— start Records for the task —
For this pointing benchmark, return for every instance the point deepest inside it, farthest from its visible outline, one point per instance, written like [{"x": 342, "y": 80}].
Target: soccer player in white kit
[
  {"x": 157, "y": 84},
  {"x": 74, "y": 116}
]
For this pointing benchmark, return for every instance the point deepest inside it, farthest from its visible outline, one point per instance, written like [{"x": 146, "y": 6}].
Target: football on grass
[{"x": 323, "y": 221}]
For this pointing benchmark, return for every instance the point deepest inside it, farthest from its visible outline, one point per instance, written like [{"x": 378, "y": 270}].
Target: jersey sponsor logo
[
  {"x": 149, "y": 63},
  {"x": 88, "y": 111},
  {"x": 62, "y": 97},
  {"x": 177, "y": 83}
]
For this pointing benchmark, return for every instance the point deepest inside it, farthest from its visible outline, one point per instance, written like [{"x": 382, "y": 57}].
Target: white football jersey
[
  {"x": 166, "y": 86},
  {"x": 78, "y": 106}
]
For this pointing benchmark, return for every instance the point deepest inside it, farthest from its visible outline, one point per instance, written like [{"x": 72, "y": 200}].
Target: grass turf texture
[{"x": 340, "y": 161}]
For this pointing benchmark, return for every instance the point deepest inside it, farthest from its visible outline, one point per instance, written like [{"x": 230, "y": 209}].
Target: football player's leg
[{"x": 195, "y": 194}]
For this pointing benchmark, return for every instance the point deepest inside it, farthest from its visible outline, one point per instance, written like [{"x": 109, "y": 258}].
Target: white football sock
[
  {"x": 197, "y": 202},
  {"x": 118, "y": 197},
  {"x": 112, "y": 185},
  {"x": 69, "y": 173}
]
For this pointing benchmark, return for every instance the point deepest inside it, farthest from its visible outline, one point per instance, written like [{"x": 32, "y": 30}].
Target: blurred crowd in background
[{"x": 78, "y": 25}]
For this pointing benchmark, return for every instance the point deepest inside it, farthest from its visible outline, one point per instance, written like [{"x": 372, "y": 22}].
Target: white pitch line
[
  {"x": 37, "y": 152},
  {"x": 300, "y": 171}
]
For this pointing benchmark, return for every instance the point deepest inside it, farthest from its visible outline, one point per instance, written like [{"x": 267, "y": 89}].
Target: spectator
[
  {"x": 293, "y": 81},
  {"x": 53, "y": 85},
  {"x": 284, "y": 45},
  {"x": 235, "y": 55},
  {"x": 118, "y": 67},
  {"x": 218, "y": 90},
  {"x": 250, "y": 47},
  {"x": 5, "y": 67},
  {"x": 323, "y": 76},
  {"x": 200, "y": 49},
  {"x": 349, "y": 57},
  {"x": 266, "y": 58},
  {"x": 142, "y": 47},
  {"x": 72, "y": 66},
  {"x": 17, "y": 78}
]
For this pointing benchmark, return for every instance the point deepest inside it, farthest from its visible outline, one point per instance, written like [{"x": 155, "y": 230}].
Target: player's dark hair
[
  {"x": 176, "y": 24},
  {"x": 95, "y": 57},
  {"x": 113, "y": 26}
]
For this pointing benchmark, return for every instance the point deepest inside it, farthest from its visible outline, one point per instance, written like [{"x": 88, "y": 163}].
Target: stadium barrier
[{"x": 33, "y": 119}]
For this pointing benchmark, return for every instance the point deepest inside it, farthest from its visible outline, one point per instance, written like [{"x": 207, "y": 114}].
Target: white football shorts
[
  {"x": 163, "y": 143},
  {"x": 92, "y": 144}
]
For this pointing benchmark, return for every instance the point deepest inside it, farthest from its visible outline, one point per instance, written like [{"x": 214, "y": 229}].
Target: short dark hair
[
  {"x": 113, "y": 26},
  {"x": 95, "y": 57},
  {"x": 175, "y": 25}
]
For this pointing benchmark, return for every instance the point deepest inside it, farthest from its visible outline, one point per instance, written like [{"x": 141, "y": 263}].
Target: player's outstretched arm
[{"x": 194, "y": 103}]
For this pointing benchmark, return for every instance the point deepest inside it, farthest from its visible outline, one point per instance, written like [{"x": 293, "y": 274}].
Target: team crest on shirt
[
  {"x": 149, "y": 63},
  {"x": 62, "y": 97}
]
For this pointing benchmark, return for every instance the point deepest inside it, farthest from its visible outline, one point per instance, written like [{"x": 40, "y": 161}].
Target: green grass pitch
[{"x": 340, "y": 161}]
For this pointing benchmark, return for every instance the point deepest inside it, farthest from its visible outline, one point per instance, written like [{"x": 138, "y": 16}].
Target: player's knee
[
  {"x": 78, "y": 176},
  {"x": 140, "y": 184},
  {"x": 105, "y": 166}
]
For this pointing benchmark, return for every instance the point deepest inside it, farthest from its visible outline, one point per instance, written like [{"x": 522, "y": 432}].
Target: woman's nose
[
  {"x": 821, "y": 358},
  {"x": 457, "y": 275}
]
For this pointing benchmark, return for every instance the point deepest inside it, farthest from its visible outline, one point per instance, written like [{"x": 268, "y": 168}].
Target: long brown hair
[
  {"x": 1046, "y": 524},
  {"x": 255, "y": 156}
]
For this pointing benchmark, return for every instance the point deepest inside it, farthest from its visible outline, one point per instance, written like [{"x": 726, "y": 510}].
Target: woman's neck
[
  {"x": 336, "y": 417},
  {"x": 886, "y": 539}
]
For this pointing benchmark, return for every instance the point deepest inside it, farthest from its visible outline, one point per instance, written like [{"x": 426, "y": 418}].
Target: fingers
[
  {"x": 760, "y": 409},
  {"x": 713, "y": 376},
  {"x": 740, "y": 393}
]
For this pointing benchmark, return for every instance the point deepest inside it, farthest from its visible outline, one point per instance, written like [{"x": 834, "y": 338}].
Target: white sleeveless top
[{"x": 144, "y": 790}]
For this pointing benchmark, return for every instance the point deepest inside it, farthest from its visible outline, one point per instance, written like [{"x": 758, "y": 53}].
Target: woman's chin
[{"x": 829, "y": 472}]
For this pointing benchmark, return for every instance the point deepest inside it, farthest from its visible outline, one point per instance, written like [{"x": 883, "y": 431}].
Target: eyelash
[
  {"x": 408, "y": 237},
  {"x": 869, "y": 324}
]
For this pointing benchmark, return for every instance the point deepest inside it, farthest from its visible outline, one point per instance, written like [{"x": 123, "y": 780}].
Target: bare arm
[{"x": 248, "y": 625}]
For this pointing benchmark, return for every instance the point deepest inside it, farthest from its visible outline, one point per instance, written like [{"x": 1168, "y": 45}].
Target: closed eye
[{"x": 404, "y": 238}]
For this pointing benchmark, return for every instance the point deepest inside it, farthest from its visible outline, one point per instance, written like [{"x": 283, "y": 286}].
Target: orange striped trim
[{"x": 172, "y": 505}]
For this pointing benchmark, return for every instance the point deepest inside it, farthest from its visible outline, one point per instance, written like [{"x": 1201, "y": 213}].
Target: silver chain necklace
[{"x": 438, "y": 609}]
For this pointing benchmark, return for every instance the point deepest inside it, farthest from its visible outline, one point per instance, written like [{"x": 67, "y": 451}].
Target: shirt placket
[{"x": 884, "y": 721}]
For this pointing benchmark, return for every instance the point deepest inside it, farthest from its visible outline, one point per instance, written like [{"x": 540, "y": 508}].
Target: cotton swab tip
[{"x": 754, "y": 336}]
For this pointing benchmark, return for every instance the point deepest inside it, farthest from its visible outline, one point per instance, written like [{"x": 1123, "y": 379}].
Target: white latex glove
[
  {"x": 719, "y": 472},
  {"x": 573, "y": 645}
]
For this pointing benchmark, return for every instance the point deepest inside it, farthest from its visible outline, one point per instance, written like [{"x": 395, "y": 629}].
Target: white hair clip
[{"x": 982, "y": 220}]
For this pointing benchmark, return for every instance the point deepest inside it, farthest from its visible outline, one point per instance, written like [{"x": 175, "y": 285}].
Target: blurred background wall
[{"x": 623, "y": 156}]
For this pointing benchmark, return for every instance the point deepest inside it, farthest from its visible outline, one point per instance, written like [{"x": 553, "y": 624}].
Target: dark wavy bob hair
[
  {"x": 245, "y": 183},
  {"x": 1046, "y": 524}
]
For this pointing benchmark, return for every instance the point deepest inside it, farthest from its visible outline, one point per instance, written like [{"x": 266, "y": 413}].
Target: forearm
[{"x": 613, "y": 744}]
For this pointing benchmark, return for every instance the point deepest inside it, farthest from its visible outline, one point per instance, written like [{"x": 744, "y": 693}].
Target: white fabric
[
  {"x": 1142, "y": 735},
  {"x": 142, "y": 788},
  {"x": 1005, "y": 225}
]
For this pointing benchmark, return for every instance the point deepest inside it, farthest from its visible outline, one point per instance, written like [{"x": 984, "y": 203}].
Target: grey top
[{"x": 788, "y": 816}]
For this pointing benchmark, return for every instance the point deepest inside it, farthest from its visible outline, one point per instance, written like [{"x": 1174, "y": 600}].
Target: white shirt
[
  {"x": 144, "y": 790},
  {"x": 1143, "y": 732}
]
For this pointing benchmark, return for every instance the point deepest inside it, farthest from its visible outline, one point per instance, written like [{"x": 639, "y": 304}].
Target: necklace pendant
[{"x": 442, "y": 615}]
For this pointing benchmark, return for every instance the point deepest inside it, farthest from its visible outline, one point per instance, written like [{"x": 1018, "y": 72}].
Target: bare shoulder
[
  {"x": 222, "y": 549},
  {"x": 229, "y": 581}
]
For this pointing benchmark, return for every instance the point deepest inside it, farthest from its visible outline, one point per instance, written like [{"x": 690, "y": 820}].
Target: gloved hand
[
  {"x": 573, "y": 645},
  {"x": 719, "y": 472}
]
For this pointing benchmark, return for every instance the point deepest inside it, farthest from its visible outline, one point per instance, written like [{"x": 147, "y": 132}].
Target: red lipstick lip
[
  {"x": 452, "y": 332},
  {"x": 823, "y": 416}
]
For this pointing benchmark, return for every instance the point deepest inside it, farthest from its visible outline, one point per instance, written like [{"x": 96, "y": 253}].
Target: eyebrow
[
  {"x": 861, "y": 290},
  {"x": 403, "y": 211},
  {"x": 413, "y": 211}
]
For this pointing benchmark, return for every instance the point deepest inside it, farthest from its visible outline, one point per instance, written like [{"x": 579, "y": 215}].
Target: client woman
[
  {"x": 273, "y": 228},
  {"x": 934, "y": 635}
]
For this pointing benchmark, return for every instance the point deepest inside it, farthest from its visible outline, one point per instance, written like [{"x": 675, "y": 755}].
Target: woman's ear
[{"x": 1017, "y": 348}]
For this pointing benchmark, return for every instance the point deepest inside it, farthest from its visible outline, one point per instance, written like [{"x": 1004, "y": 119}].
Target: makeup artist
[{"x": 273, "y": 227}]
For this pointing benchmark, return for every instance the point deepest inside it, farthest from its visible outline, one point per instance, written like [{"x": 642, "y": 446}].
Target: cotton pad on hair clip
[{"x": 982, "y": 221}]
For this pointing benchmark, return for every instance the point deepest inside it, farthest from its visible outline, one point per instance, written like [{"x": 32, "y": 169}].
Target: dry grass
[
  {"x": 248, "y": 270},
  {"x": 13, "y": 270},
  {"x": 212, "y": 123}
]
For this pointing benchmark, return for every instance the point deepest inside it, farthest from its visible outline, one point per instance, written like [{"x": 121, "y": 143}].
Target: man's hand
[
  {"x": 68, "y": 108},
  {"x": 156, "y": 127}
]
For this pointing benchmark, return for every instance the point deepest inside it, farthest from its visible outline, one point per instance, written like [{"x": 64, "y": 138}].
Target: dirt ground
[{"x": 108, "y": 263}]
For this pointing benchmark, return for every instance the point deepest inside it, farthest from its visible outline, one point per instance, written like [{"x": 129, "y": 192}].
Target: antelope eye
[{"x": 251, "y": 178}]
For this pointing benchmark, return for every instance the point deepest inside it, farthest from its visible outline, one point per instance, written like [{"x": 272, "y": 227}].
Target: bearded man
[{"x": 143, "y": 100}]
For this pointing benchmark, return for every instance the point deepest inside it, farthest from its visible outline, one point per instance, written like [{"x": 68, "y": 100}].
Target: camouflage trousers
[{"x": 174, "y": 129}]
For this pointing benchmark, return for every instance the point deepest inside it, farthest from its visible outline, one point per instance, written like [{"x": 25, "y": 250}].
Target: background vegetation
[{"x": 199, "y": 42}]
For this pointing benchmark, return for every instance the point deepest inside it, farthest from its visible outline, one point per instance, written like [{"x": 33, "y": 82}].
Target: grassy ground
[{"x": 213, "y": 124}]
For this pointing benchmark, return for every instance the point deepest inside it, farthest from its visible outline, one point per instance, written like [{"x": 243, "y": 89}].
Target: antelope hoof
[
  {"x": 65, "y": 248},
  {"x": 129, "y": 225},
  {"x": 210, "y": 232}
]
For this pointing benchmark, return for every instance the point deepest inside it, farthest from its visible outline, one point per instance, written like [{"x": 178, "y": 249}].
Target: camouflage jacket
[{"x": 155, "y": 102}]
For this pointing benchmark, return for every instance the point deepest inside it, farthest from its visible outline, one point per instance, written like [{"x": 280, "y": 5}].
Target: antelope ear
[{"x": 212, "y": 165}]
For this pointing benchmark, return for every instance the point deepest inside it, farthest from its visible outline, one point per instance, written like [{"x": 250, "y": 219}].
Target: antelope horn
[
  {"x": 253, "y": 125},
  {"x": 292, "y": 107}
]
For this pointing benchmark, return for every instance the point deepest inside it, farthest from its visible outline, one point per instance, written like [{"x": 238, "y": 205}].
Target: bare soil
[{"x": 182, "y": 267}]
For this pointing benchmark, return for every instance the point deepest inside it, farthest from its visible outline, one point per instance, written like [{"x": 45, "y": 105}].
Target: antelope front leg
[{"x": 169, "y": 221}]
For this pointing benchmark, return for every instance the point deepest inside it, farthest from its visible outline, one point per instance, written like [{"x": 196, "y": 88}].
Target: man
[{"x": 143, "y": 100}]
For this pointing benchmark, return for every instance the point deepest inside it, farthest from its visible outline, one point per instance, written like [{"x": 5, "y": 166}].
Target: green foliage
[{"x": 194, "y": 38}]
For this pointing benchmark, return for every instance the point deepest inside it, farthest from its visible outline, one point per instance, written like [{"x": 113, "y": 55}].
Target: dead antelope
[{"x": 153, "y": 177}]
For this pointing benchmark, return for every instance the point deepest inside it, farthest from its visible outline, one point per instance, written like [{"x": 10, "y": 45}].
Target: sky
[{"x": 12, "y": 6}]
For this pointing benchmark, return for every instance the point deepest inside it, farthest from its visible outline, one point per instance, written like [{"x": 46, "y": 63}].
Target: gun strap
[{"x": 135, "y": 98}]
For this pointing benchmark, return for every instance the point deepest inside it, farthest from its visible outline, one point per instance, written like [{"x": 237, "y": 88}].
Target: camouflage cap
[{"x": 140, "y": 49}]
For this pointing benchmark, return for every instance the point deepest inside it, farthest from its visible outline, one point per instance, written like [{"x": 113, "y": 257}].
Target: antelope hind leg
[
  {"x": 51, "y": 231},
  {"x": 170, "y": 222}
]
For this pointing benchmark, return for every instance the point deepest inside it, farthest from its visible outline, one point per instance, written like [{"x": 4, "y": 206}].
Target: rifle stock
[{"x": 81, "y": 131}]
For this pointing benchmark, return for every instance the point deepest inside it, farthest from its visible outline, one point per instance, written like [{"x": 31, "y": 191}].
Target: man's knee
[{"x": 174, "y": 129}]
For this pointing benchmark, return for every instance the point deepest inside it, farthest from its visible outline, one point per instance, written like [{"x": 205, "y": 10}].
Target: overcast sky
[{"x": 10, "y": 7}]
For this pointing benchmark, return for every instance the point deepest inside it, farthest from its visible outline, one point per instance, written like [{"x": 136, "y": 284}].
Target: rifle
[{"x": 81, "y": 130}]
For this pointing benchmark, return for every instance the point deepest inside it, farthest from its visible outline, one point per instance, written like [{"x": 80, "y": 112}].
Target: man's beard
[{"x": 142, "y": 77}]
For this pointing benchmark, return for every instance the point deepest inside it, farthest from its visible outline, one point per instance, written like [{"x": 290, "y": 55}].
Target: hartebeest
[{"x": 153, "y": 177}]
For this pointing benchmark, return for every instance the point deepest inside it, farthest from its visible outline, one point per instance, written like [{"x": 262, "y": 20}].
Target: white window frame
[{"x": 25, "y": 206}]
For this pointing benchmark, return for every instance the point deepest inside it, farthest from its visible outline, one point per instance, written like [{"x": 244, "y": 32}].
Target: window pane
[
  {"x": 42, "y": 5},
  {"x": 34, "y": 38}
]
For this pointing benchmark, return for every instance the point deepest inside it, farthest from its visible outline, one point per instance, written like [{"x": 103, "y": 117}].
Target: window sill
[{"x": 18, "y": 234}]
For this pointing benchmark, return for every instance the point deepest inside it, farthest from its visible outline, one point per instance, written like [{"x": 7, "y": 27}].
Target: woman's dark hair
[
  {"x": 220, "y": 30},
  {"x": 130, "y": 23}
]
— end Records for the task —
What is being asked: Return each line of the data above that contains the word "player".

Output of the exercise:
Target: soccer player in white kit
Target: football player's leg
Target: player's dark hair
Target: player's outstretched arm
Target: player's knee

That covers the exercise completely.